■ Source extract
BEGIN

Capricorn (Dec 22-Jan 19)
It's Memorial Day! Time to celebrate all the people who have sacrificed for the greater good. Something you would never do.
Aquarius (Jan 20-Feb 18)
You’ll finally get your Ancestry DNA results back this week. The results will show you’re 50% Irish and 50% not your father’s child.
Pisces (Feb 19-Mar 20)
Oh hey, some good news this week! Just kidding. It’s all bad!
Aries (Mar 21-Apr 19)
The Jehovah's Witnesses will take one look at you in your yard during their weekly rounds and decide you're a lost cause.
Taurus (Apr 20-May 20)

Not everyone can be as smart as you. Don't let the dumb-dumbs get you down. (Diedre, we don't know how to tell you this, but we think your daughter escaped from the office closet. We thought she was chained tight but apparently not tight enough. Please don't fire us!)
Gemini (May 21-Jun 20)
In an effort to be on-trend, you’ll part your hair in the middle and quickly get mistaken for a Hanson brother.
Cancer (Jun 21-Jul 22)
Congrats! Your friends will finally get blasted enough at the next hangout to not notice that you’re annoying af.

END

Collected data

BEGIN

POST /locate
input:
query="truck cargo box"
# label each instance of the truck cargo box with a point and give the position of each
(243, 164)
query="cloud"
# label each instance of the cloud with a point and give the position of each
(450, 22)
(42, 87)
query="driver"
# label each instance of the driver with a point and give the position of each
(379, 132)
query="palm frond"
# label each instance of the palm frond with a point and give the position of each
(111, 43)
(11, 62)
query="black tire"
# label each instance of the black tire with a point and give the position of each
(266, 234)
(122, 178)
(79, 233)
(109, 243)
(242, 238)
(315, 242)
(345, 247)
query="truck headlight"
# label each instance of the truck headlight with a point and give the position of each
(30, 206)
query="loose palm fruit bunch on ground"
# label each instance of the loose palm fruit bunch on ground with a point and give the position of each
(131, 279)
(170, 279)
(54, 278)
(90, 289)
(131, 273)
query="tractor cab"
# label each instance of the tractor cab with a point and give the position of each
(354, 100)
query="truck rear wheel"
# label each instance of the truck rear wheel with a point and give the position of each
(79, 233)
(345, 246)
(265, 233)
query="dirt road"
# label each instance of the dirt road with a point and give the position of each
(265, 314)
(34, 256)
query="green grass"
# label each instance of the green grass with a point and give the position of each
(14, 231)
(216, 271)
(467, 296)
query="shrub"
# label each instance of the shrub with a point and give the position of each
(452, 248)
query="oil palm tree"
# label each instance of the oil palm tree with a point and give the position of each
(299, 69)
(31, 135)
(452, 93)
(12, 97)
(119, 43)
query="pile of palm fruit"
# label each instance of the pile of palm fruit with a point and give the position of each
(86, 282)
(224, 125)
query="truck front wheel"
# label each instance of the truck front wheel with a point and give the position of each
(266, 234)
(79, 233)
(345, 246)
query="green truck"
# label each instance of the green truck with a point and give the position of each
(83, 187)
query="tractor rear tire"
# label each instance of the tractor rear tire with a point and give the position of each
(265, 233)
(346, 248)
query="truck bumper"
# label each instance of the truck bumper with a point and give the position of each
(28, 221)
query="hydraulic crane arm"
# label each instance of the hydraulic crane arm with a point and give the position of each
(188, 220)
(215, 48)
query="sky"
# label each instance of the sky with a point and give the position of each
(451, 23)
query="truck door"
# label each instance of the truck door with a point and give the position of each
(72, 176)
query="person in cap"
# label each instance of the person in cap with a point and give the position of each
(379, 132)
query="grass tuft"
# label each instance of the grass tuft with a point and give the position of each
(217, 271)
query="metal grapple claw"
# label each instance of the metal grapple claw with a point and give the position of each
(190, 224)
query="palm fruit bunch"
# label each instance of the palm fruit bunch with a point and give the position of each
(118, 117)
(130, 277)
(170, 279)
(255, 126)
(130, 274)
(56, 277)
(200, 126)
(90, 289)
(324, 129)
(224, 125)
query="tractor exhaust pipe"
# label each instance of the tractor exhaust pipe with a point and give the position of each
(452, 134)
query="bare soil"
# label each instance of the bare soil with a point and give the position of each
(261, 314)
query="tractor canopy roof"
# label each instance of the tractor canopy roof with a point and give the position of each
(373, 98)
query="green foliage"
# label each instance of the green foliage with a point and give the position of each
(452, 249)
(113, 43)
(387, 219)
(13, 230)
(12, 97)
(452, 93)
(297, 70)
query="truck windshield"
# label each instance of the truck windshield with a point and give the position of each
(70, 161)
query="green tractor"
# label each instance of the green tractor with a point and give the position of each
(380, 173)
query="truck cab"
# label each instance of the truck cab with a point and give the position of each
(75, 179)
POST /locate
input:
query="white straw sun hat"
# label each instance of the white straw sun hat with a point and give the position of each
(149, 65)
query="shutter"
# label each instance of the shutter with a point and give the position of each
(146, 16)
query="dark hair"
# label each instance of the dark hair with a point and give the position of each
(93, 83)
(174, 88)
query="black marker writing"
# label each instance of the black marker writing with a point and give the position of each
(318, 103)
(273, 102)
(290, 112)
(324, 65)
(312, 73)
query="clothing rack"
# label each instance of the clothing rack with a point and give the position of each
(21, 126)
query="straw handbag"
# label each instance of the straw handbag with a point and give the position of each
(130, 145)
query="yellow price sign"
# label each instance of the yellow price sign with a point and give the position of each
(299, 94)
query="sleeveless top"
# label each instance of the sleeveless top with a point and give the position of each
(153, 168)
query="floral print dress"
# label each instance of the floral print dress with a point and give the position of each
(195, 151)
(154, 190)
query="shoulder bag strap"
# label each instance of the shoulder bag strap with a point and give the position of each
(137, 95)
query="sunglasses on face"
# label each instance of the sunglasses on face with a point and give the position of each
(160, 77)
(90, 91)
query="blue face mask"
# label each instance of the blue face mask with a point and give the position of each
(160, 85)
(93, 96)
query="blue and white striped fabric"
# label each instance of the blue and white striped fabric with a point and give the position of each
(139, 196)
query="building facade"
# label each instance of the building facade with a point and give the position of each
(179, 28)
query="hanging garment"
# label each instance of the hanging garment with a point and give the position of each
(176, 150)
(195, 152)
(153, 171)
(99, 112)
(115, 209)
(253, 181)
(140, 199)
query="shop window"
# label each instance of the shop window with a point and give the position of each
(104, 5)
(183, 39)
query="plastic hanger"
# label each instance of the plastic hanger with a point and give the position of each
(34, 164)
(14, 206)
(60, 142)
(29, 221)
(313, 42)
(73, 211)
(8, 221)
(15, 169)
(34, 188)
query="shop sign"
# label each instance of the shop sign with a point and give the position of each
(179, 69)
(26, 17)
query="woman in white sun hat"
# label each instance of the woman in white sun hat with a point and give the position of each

END

Please repeat the horoscopes word for word, between "It's Memorial Day!" and "It’s all bad!", inclusive.

It's Memorial Day! Time to celebrate all the people who have sacrificed for the greater good. Something you would never do.
Aquarius (Jan 20-Feb 18)
You’ll finally get your Ancestry DNA results back this week. The results will show you’re 50% Irish and 50% not your father’s child.
Pisces (Feb 19-Mar 20)
Oh hey, some good news this week! Just kidding. It’s all bad!